_Objective_
Give again the lines from the one containing "tap the large" through the end of the items, inclusive, substituting "zoom tool" for "magnifier" and changing nothing else.

_Data rows_
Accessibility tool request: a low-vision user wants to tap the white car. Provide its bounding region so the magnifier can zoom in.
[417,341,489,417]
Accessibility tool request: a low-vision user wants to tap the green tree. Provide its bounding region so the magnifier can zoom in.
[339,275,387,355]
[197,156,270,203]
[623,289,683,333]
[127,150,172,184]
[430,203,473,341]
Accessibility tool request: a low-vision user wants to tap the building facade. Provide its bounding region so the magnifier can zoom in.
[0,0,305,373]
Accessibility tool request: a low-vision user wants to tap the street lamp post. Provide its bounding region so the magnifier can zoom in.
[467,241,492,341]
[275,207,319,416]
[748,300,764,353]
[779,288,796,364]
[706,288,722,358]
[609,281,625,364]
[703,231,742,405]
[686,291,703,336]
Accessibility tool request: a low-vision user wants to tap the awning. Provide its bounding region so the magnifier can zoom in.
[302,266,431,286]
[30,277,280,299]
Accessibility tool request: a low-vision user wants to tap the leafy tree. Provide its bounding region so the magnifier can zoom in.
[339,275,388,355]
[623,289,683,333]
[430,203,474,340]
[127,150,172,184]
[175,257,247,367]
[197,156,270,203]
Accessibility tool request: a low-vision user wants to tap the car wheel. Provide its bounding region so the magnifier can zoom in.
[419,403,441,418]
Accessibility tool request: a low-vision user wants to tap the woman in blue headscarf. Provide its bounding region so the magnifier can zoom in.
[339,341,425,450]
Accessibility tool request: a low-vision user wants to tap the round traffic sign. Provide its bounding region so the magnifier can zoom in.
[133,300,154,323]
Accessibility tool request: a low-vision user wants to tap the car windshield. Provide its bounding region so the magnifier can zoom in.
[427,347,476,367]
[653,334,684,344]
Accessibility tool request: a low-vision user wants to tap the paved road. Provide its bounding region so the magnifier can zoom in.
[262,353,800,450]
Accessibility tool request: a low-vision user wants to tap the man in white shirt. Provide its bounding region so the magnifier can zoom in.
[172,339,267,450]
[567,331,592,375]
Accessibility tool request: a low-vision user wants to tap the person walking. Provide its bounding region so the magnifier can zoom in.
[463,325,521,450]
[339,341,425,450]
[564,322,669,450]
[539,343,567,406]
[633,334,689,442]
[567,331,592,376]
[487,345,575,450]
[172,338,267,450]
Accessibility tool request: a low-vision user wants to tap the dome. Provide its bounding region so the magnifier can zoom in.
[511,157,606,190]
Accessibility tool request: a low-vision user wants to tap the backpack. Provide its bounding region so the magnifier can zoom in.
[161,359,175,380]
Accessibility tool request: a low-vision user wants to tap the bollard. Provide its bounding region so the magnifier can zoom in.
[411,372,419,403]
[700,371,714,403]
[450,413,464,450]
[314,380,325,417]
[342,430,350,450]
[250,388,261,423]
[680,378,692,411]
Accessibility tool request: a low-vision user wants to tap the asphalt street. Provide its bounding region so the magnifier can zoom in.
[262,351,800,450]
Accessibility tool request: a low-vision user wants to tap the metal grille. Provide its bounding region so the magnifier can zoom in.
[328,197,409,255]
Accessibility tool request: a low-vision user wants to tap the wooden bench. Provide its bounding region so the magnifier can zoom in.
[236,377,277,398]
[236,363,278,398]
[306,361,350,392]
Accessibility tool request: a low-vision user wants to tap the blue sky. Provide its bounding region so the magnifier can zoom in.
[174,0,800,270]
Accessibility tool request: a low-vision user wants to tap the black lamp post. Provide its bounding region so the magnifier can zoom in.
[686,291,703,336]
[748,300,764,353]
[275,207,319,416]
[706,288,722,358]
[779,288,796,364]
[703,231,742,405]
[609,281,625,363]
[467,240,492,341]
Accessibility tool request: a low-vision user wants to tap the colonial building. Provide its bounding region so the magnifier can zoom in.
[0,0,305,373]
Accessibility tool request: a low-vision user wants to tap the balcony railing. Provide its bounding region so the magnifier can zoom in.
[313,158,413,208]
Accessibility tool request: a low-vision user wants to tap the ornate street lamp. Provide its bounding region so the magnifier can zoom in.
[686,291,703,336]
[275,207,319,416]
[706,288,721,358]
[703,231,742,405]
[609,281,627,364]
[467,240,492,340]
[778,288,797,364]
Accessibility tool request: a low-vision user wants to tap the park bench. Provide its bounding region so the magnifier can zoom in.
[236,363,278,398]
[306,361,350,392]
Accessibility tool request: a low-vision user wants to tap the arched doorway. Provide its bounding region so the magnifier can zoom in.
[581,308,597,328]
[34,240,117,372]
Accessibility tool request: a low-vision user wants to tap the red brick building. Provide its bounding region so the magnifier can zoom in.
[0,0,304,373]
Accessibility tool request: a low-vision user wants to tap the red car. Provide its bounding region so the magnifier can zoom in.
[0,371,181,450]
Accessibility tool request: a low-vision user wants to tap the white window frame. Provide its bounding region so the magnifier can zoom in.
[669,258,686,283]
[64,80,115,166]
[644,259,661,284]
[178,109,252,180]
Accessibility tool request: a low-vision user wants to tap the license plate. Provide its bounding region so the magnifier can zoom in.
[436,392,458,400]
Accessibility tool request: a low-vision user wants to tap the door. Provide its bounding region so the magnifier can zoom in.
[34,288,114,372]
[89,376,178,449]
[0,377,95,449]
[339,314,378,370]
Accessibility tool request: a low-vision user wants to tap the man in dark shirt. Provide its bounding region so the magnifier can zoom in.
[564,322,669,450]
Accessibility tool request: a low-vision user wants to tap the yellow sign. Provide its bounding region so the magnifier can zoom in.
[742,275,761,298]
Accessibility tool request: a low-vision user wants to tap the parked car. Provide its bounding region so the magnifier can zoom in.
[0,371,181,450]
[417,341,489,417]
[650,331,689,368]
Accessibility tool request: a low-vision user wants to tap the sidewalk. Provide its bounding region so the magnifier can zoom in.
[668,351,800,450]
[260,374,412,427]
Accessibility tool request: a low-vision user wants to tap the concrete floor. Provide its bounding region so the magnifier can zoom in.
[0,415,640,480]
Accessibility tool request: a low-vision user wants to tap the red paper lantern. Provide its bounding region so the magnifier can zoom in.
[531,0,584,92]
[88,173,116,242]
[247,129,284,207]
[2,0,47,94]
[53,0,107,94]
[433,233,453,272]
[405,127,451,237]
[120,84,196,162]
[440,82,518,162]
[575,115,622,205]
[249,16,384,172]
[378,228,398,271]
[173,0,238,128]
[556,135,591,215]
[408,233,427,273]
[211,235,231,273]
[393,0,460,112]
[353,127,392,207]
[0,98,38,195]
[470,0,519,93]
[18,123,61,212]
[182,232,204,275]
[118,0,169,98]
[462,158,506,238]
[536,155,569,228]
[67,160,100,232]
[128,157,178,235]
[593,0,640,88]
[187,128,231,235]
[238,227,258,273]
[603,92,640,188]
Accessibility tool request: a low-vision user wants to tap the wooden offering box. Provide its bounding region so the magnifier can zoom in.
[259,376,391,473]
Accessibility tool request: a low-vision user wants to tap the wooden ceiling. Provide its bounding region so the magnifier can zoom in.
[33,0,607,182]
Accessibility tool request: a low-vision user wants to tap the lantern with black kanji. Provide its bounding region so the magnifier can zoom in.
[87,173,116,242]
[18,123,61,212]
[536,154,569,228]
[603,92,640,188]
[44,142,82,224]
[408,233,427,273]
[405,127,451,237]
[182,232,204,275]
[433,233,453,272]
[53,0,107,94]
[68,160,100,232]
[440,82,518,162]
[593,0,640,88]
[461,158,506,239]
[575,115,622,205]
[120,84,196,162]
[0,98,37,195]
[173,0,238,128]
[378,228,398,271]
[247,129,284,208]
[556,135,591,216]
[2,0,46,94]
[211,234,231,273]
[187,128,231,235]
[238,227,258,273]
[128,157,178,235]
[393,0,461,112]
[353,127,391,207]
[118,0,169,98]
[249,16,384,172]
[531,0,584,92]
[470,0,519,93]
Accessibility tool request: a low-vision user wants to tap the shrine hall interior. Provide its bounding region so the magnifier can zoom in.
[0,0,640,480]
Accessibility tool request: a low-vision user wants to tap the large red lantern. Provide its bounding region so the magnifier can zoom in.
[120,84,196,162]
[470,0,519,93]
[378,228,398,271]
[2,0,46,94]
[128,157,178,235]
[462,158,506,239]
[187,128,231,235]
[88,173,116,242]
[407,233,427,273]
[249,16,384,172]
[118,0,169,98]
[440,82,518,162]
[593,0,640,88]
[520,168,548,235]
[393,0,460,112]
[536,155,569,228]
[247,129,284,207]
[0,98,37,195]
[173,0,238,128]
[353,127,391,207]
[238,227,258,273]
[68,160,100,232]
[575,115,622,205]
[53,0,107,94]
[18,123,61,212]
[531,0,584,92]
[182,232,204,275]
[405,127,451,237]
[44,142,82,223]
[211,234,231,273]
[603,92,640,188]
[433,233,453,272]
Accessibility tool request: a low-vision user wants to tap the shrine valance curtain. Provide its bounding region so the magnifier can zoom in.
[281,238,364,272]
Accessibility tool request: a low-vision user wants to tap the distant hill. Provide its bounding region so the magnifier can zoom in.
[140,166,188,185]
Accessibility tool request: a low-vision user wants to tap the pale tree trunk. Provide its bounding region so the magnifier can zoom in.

_Answer to the task_
Accessibility tool request: a low-vision user wants to tap the large red lantern. Provide its bounding region so the zoom tool can zoom in.
[120,84,196,162]
[470,0,519,93]
[378,228,398,271]
[2,0,46,94]
[128,157,178,235]
[462,158,506,239]
[187,128,231,235]
[88,173,116,242]
[407,233,427,273]
[249,16,384,172]
[118,0,169,98]
[440,82,518,162]
[593,0,640,88]
[520,168,548,235]
[393,0,460,112]
[536,155,569,228]
[247,129,284,207]
[0,98,37,195]
[173,0,238,128]
[353,127,391,207]
[238,227,258,273]
[68,160,100,232]
[575,115,622,205]
[53,0,107,94]
[18,123,61,212]
[531,0,584,92]
[182,232,204,275]
[405,127,451,237]
[44,142,82,223]
[211,234,231,273]
[603,92,640,188]
[433,233,453,272]
Accessibility tool request: a low-vision user wants to tap the shrine valance curtain. Provide its bounding region so the zoom tool can zoom in.
[281,238,364,272]
Accessibility tool request: a low-vision user wants to tap the distant hill. Provide its bounding region so the zoom tool can zoom in.
[140,166,188,185]
Accessibility tool request: a low-vision user wants to tap the pale tree trunk. Provide its bounding region so the zoom tool can zoom in.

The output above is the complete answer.